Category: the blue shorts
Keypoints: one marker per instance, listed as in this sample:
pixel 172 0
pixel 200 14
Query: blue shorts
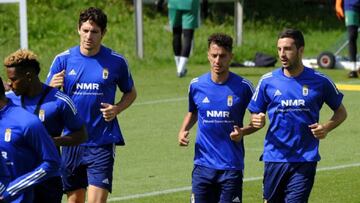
pixel 213 186
pixel 50 189
pixel 288 182
pixel 85 166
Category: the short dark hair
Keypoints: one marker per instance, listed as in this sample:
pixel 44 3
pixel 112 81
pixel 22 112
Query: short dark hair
pixel 94 14
pixel 23 60
pixel 2 89
pixel 222 40
pixel 294 34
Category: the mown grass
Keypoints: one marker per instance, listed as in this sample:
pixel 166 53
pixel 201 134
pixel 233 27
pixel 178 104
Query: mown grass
pixel 151 160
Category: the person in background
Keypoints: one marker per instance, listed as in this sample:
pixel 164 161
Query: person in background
pixel 90 74
pixel 184 19
pixel 293 95
pixel 4 177
pixel 218 101
pixel 352 22
pixel 29 152
pixel 55 109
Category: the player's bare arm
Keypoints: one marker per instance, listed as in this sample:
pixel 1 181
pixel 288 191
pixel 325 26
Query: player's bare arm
pixel 57 80
pixel 320 131
pixel 110 111
pixel 189 121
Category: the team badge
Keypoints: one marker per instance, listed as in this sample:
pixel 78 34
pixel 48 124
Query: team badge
pixel 105 73
pixel 42 115
pixel 192 199
pixel 230 100
pixel 305 90
pixel 7 135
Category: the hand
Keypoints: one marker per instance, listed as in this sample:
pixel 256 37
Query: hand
pixel 237 134
pixel 6 86
pixel 109 111
pixel 57 80
pixel 339 11
pixel 258 120
pixel 319 131
pixel 183 138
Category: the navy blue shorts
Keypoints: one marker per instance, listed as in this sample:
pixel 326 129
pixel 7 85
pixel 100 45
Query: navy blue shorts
pixel 213 186
pixel 85 166
pixel 50 189
pixel 288 182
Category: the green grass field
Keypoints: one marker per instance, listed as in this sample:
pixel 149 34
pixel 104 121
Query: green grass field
pixel 152 167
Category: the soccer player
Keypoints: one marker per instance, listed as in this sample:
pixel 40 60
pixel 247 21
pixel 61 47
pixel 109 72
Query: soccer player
pixel 53 107
pixel 28 150
pixel 217 101
pixel 293 96
pixel 90 74
pixel 352 23
pixel 4 176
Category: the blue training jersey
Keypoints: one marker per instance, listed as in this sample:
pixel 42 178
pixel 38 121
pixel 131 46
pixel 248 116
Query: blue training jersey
pixel 293 103
pixel 4 175
pixel 352 5
pixel 219 108
pixel 30 154
pixel 56 111
pixel 90 81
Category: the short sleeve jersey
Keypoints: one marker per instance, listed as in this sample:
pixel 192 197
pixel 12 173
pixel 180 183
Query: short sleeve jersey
pixel 352 5
pixel 293 103
pixel 90 81
pixel 219 107
pixel 56 111
pixel 27 149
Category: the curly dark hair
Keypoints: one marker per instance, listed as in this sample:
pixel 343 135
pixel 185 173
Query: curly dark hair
pixel 294 34
pixel 23 60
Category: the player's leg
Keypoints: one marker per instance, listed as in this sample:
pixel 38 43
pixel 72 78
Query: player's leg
pixel 100 162
pixel 230 182
pixel 74 175
pixel 300 182
pixel 352 23
pixel 190 21
pixel 49 189
pixel 275 177
pixel 175 24
pixel 204 188
pixel 76 196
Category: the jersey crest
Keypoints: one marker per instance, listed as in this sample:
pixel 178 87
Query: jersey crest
pixel 42 115
pixel 105 73
pixel 305 90
pixel 7 135
pixel 230 100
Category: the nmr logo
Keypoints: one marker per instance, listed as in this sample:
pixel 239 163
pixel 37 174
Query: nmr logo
pixel 87 86
pixel 218 114
pixel 293 102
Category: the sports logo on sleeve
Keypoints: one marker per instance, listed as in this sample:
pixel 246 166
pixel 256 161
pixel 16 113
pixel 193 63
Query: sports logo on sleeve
pixel 206 100
pixel 72 72
pixel 42 115
pixel 105 73
pixel 305 90
pixel 230 100
pixel 7 135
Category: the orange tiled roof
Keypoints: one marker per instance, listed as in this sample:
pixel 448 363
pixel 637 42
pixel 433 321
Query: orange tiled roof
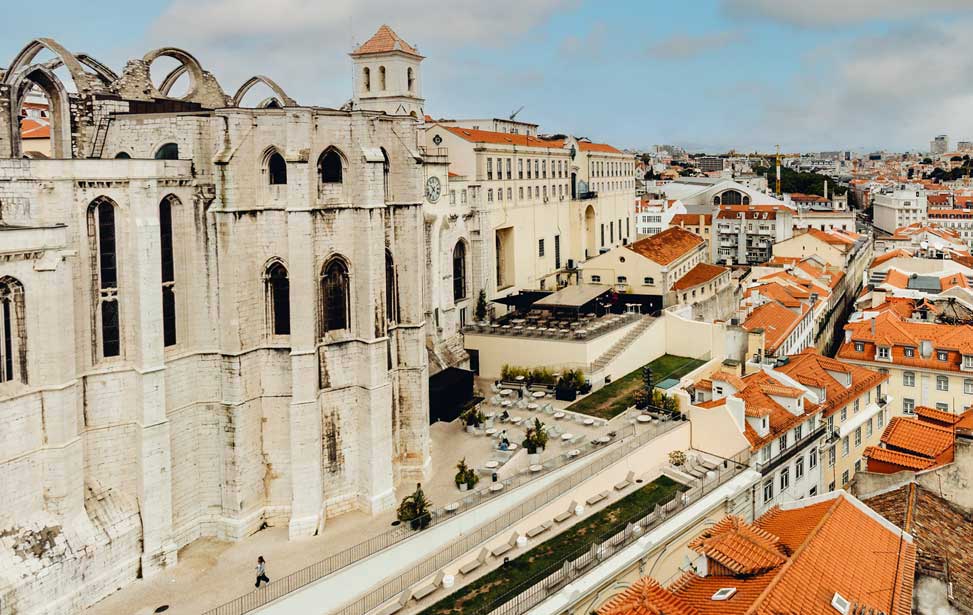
pixel 667 246
pixel 474 135
pixel 881 258
pixel 777 322
pixel 383 41
pixel 803 555
pixel 918 437
pixel 739 546
pixel 691 219
pixel 811 368
pixel 909 462
pixel 588 146
pixel 32 129
pixel 890 329
pixel 700 274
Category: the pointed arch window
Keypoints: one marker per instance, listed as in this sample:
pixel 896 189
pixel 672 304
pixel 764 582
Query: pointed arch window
pixel 168 271
pixel 169 151
pixel 101 237
pixel 459 271
pixel 391 289
pixel 278 298
pixel 329 167
pixel 335 301
pixel 276 169
pixel 13 341
pixel 386 175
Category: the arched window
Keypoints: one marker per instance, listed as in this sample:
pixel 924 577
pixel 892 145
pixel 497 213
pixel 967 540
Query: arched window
pixel 276 169
pixel 459 271
pixel 732 197
pixel 169 151
pixel 391 289
pixel 335 301
pixel 13 342
pixel 278 298
pixel 329 167
pixel 104 265
pixel 168 271
pixel 386 173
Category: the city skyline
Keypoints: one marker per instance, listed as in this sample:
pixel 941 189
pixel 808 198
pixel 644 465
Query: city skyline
pixel 822 79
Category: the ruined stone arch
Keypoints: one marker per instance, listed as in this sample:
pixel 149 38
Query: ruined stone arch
pixel 83 81
pixel 281 95
pixel 189 63
pixel 274 167
pixel 106 75
pixel 60 112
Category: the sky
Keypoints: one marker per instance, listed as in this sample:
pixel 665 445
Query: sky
pixel 708 75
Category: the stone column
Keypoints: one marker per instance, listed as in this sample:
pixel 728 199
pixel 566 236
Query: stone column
pixel 146 351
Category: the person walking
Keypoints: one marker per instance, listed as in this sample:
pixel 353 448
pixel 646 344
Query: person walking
pixel 261 571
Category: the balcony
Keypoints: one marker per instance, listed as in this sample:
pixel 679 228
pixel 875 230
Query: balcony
pixel 782 457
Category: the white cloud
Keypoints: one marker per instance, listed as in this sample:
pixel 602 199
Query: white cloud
pixel 829 13
pixel 897 89
pixel 688 46
pixel 303 44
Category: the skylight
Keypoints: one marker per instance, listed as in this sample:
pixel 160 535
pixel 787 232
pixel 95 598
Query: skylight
pixel 840 604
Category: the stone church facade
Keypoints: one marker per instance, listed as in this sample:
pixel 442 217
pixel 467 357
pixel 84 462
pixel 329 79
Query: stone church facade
pixel 211 315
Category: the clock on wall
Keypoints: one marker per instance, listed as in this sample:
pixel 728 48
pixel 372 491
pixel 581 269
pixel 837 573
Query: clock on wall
pixel 433 189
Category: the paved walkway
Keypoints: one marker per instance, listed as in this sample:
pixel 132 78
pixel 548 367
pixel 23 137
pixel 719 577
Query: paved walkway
pixel 211 572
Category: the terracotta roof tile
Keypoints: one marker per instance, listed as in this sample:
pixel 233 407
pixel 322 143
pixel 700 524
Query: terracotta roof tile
pixel 667 246
pixel 383 41
pixel 700 274
pixel 917 437
pixel 797 560
pixel 777 322
pixel 908 462
pixel 474 135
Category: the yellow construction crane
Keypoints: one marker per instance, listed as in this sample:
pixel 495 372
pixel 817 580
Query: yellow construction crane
pixel 778 171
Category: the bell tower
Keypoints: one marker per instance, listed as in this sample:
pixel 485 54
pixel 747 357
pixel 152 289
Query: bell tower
pixel 387 76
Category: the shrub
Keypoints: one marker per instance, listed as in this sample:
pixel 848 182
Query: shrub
pixel 480 311
pixel 414 509
pixel 465 475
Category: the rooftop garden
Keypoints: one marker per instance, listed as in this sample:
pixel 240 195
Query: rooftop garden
pixel 505 582
pixel 615 397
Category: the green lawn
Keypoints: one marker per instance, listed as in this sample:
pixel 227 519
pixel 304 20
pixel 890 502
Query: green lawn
pixel 501 582
pixel 612 400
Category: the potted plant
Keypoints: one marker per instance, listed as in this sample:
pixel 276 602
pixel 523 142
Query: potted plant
pixel 535 440
pixel 466 477
pixel 414 509
pixel 480 311
pixel 677 458
pixel 473 418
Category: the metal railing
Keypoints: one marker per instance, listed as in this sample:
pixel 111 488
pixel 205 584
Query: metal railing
pixel 314 572
pixel 548 582
pixel 394 586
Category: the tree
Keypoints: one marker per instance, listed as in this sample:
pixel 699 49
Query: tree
pixel 480 311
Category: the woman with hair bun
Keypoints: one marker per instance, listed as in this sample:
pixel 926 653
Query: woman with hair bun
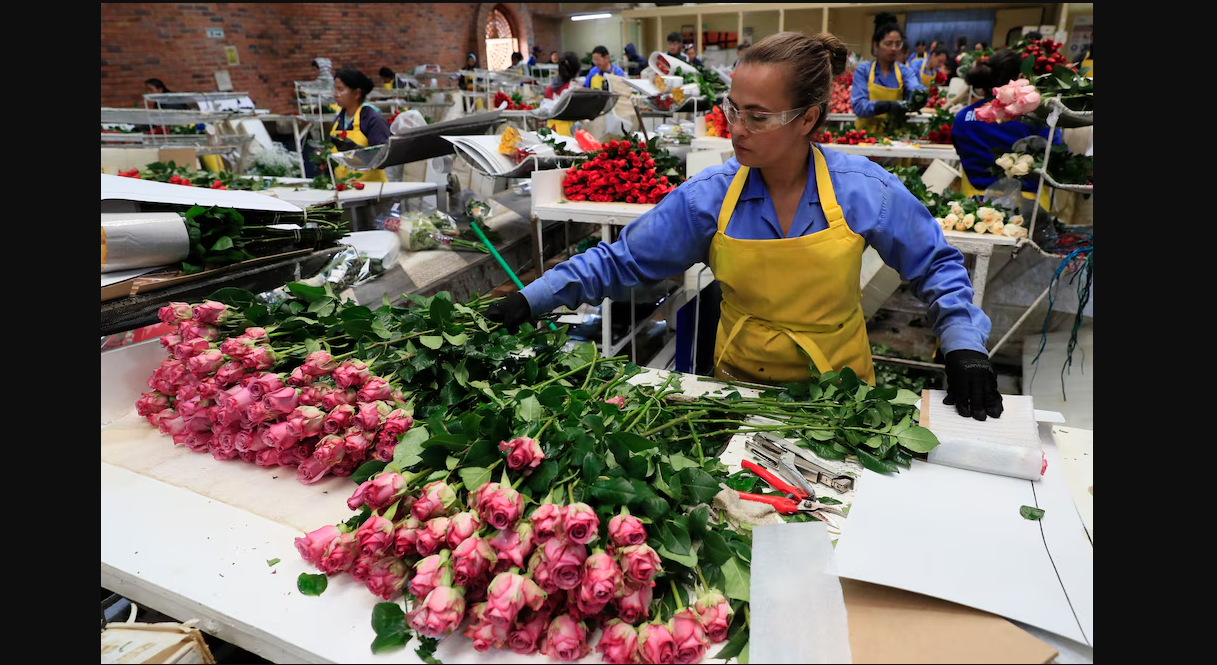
pixel 783 225
pixel 882 85
pixel 975 139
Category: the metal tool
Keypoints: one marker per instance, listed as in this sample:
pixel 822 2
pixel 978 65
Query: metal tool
pixel 796 499
pixel 805 462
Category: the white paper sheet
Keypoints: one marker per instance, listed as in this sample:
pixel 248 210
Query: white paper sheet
pixel 797 610
pixel 958 535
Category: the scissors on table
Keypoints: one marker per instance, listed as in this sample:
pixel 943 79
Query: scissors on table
pixel 796 499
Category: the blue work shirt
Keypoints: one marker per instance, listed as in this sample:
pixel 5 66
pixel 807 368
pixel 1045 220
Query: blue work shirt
pixel 677 233
pixel 975 139
pixel 616 70
pixel 859 95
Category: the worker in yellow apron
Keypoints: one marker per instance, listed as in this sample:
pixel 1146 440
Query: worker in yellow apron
pixel 351 87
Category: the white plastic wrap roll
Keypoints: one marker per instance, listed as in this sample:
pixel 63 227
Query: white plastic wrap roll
pixel 141 240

+===+

▶ _TASK BRIEF_:
Give back, word for word, the stretch of material from the line containing "Category: the curly dark hair" through the line containing "pixel 822 79", with both of those lines included and the pictures left out.

▶ _WRITTEN ANSWER_:
Category: the curly dark hair
Keypoints: one marker per instance, listed as in this sample:
pixel 343 135
pixel 185 173
Query: curly dark hair
pixel 294 34
pixel 23 60
Category: the player's leg
Keypoints: one marker per instance, listed as in this sample:
pixel 38 43
pixel 72 78
Query: player's leg
pixel 100 162
pixel 230 182
pixel 74 175
pixel 300 182
pixel 352 23
pixel 190 21
pixel 49 189
pixel 275 177
pixel 175 24
pixel 204 188
pixel 76 196
Category: the jersey crest
Keypoints: one marker per instance, listed as in this sample:
pixel 178 87
Query: jersey crest
pixel 42 115
pixel 105 73
pixel 305 90
pixel 7 135
pixel 230 100
Category: the nmr logo
Keypoints: one marker per instance, listed as in this sample:
pixel 239 163
pixel 37 174
Query: nmr logo
pixel 87 86
pixel 218 114
pixel 293 102
Category: the sports logo on sleeve
Keypoints: one marker per instance, listed as in this sample:
pixel 246 166
pixel 256 161
pixel 16 113
pixel 193 63
Query: sports logo on sleeve
pixel 206 100
pixel 72 72
pixel 42 115
pixel 105 73
pixel 305 90
pixel 230 100
pixel 7 135
Category: the orange tiled roof
Keypoints: one marker per instance, listed as in this sample:
pixel 448 363
pixel 637 42
pixel 433 321
Query: orange tiled roof
pixel 667 246
pixel 474 135
pixel 881 258
pixel 777 322
pixel 383 41
pixel 803 555
pixel 918 437
pixel 739 546
pixel 691 219
pixel 811 368
pixel 909 462
pixel 588 146
pixel 32 129
pixel 890 329
pixel 700 274
Category: the pointed arch window
Keypoints: one marker per instance, listed as in this sample:
pixel 896 189
pixel 672 304
pixel 764 582
Query: pointed arch window
pixel 168 271
pixel 169 151
pixel 101 237
pixel 459 271
pixel 391 289
pixel 278 298
pixel 329 167
pixel 335 301
pixel 276 169
pixel 13 341
pixel 386 175
Category: the arched window
Keypoints: one marker per instance, listed as in this sample:
pixel 924 577
pixel 892 145
pixel 497 213
pixel 967 540
Query: arched window
pixel 276 169
pixel 459 271
pixel 732 197
pixel 169 151
pixel 391 289
pixel 335 301
pixel 13 342
pixel 278 298
pixel 329 167
pixel 104 265
pixel 168 271
pixel 386 173
Category: the city skyline
Keypoints: one marker per instance, listed as in this sample:
pixel 941 189
pixel 808 198
pixel 644 465
Query: city skyline
pixel 822 79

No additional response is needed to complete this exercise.